[Exercise instructions] Reproduce the lines of the listing below without any changes, starting with the line containing "the train door" and going on through the line containing "x=415, y=249", with both of those lines included.

====== Supplied information

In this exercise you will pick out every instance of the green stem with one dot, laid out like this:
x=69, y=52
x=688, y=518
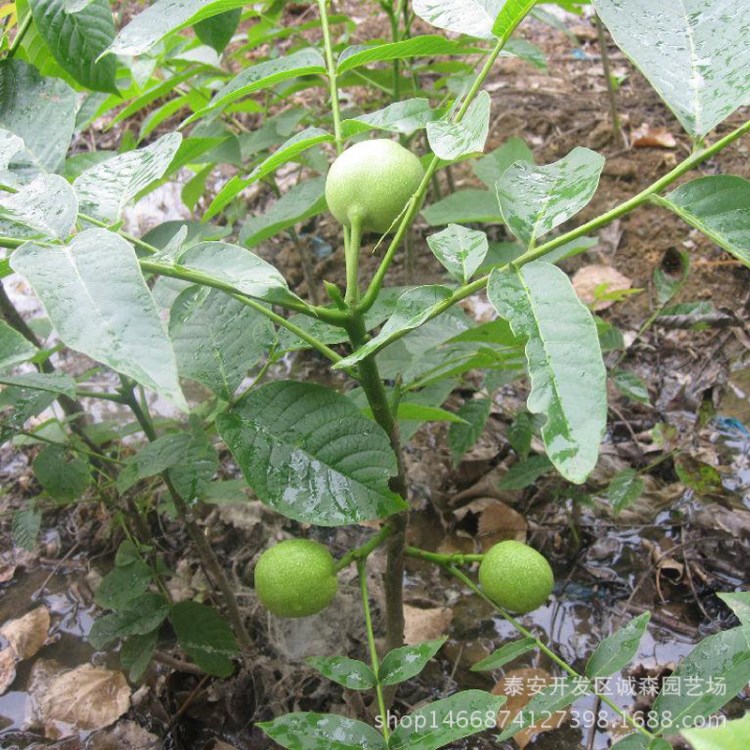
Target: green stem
x=377, y=397
x=129, y=237
x=435, y=557
x=332, y=76
x=362, y=571
x=413, y=208
x=334, y=317
x=360, y=553
x=352, y=261
x=611, y=92
x=20, y=35
x=207, y=555
x=199, y=278
x=595, y=224
x=546, y=650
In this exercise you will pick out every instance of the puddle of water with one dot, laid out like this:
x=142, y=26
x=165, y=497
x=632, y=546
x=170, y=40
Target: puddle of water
x=72, y=619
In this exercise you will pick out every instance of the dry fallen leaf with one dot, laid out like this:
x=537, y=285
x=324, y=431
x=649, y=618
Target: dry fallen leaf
x=82, y=699
x=126, y=734
x=589, y=282
x=7, y=668
x=27, y=634
x=649, y=137
x=519, y=686
x=425, y=624
x=7, y=571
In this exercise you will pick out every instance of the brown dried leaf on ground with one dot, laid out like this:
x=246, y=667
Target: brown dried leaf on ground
x=82, y=699
x=494, y=520
x=595, y=281
x=425, y=624
x=649, y=137
x=27, y=634
x=126, y=734
x=519, y=686
x=7, y=669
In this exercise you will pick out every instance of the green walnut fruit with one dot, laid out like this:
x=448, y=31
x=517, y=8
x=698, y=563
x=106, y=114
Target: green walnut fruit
x=371, y=182
x=516, y=577
x=296, y=578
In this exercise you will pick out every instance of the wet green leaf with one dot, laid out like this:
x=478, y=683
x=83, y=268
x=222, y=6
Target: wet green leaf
x=65, y=478
x=442, y=722
x=77, y=38
x=51, y=382
x=217, y=339
x=188, y=456
x=554, y=698
x=460, y=250
x=616, y=651
x=136, y=652
x=287, y=152
x=632, y=742
x=450, y=140
x=105, y=189
x=490, y=168
x=39, y=110
x=733, y=735
x=471, y=17
x=205, y=636
x=414, y=307
x=462, y=436
x=217, y=31
x=165, y=16
x=47, y=204
x=140, y=616
x=568, y=378
x=464, y=207
x=534, y=200
x=624, y=489
x=693, y=52
x=239, y=268
x=503, y=655
x=98, y=302
x=739, y=602
x=408, y=661
x=311, y=731
x=418, y=46
x=123, y=584
x=303, y=201
x=718, y=206
x=14, y=348
x=263, y=75
x=310, y=454
x=25, y=527
x=723, y=657
x=405, y=117
x=350, y=673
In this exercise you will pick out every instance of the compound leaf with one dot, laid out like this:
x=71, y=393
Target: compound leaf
x=693, y=52
x=568, y=378
x=310, y=454
x=99, y=304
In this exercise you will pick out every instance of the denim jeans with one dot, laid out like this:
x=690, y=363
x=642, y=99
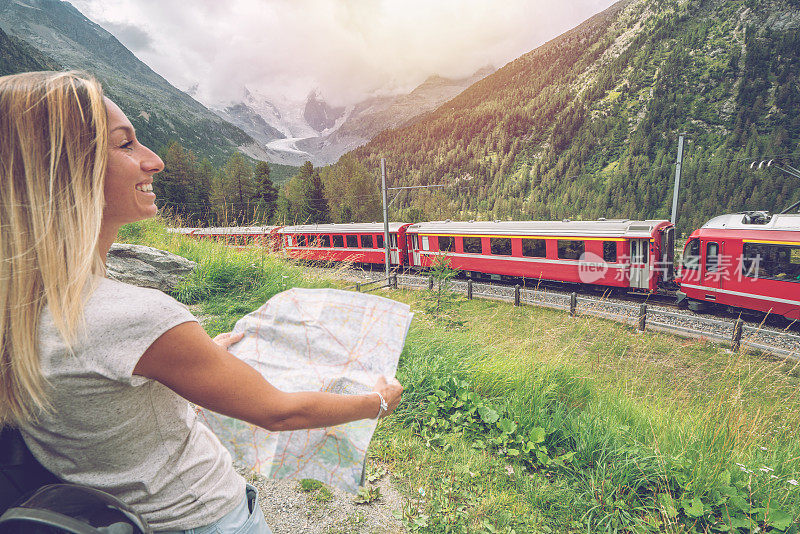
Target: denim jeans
x=247, y=518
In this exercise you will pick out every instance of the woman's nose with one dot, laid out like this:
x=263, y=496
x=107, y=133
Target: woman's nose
x=151, y=162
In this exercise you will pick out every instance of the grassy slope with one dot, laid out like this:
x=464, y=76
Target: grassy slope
x=656, y=424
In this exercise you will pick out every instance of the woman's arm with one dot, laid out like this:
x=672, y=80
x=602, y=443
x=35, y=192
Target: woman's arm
x=189, y=362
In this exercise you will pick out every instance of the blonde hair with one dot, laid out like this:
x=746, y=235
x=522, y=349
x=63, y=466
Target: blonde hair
x=53, y=149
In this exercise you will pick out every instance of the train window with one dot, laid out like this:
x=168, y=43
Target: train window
x=610, y=251
x=472, y=245
x=500, y=246
x=569, y=249
x=712, y=257
x=691, y=255
x=447, y=243
x=777, y=262
x=534, y=248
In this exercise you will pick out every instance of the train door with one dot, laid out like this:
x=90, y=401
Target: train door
x=394, y=253
x=667, y=267
x=640, y=268
x=712, y=269
x=415, y=249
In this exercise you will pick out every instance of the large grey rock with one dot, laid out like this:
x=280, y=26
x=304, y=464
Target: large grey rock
x=147, y=266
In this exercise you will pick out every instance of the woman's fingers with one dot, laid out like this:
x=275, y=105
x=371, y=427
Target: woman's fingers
x=391, y=392
x=228, y=338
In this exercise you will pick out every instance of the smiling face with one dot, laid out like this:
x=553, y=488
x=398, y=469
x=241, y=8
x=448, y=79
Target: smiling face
x=129, y=175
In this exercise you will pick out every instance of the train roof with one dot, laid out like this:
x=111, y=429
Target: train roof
x=755, y=220
x=345, y=228
x=234, y=230
x=600, y=228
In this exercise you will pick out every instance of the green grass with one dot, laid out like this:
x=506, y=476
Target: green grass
x=635, y=432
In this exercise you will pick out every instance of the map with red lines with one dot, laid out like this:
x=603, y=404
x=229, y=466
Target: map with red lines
x=315, y=340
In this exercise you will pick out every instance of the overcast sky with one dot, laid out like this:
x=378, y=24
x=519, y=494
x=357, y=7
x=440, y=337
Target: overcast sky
x=345, y=49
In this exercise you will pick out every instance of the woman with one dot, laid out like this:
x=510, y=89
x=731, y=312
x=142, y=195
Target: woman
x=96, y=373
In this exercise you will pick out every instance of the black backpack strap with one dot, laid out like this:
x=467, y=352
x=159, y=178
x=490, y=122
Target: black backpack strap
x=20, y=472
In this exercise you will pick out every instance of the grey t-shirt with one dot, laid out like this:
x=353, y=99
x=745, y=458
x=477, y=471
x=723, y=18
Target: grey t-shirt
x=128, y=435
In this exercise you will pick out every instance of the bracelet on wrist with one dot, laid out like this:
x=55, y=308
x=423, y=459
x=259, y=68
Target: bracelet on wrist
x=383, y=408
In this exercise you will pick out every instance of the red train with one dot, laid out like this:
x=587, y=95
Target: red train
x=354, y=242
x=611, y=253
x=743, y=261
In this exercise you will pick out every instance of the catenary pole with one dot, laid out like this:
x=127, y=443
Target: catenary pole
x=385, y=216
x=678, y=163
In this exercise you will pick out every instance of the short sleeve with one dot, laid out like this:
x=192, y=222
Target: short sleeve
x=122, y=321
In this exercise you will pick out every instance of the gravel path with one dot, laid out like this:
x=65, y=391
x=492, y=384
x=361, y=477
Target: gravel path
x=289, y=509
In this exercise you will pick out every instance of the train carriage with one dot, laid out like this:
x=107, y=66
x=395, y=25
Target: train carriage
x=353, y=242
x=613, y=253
x=745, y=260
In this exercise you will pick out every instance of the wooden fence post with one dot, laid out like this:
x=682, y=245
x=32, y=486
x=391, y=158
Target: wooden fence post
x=736, y=342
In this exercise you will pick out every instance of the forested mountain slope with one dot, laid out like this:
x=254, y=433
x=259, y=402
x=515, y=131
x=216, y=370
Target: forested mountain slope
x=586, y=125
x=160, y=112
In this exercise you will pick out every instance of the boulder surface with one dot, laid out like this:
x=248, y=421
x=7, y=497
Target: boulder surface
x=147, y=266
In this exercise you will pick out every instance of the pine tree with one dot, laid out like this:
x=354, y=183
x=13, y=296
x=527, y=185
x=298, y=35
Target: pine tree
x=266, y=193
x=233, y=191
x=311, y=206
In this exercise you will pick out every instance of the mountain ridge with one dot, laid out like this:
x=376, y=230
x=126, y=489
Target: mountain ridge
x=158, y=110
x=586, y=125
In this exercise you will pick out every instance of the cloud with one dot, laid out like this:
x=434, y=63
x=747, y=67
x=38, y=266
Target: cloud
x=133, y=37
x=345, y=49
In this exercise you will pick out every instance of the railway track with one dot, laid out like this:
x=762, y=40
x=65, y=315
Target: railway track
x=768, y=335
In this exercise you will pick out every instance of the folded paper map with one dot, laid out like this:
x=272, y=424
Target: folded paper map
x=315, y=340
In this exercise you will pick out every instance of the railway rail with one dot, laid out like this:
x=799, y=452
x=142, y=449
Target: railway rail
x=660, y=315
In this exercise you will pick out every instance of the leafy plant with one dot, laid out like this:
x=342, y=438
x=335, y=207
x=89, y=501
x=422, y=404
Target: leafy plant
x=441, y=302
x=367, y=494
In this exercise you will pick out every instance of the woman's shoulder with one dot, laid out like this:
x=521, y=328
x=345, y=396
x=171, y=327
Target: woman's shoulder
x=111, y=298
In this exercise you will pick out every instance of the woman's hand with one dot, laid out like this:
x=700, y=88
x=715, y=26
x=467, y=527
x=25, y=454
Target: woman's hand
x=201, y=370
x=391, y=392
x=227, y=339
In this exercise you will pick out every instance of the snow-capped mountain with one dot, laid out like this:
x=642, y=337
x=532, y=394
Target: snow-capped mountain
x=292, y=132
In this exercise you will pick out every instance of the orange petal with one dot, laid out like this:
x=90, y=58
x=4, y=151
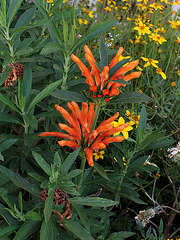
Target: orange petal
x=110, y=120
x=131, y=76
x=68, y=143
x=73, y=132
x=98, y=145
x=115, y=60
x=113, y=139
x=89, y=156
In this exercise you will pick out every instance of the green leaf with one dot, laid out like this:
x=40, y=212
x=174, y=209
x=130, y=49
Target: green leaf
x=83, y=217
x=5, y=74
x=118, y=66
x=77, y=230
x=50, y=47
x=130, y=97
x=12, y=10
x=93, y=201
x=103, y=53
x=48, y=205
x=7, y=144
x=3, y=191
x=69, y=96
x=19, y=181
x=69, y=161
x=27, y=229
x=120, y=235
x=142, y=124
x=4, y=117
x=8, y=102
x=93, y=32
x=6, y=231
x=40, y=160
x=100, y=170
x=44, y=93
x=32, y=216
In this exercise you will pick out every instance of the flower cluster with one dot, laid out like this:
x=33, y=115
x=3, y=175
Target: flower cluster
x=80, y=132
x=100, y=83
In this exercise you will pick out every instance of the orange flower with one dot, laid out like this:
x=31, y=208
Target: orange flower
x=99, y=83
x=79, y=132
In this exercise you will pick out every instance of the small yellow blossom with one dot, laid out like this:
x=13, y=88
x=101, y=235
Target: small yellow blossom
x=126, y=130
x=150, y=61
x=159, y=71
x=98, y=155
x=142, y=29
x=173, y=84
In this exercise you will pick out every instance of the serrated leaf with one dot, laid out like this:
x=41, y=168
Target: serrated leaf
x=77, y=230
x=6, y=231
x=8, y=102
x=130, y=97
x=69, y=96
x=100, y=170
x=19, y=181
x=32, y=216
x=7, y=144
x=93, y=201
x=26, y=230
x=4, y=117
x=42, y=163
x=44, y=93
x=103, y=53
x=69, y=161
x=120, y=235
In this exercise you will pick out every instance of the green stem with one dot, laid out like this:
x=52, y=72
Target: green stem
x=65, y=74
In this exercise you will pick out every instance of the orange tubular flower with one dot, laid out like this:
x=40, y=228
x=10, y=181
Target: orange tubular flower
x=79, y=132
x=100, y=86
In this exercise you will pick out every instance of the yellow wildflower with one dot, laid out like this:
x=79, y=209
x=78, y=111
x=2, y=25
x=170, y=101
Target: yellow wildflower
x=159, y=71
x=150, y=61
x=90, y=13
x=157, y=38
x=173, y=84
x=98, y=155
x=126, y=130
x=142, y=29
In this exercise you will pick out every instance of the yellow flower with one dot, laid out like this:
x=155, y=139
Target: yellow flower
x=156, y=6
x=150, y=61
x=173, y=84
x=90, y=13
x=157, y=38
x=176, y=2
x=126, y=130
x=98, y=155
x=159, y=71
x=142, y=29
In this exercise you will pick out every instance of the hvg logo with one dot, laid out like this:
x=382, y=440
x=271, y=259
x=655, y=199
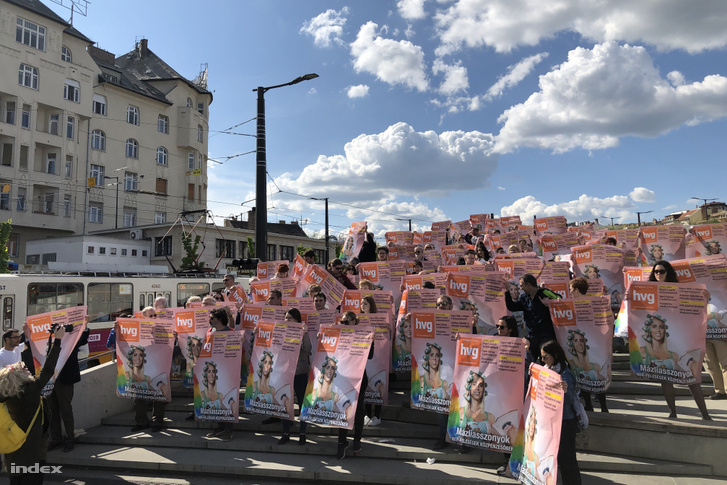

============

[Solution to the exercise]
In this exercise you will pick out every instance of the train door with one dot, laid out like this:
x=90, y=401
Target: train door
x=394, y=253
x=667, y=267
x=640, y=268
x=712, y=269
x=415, y=249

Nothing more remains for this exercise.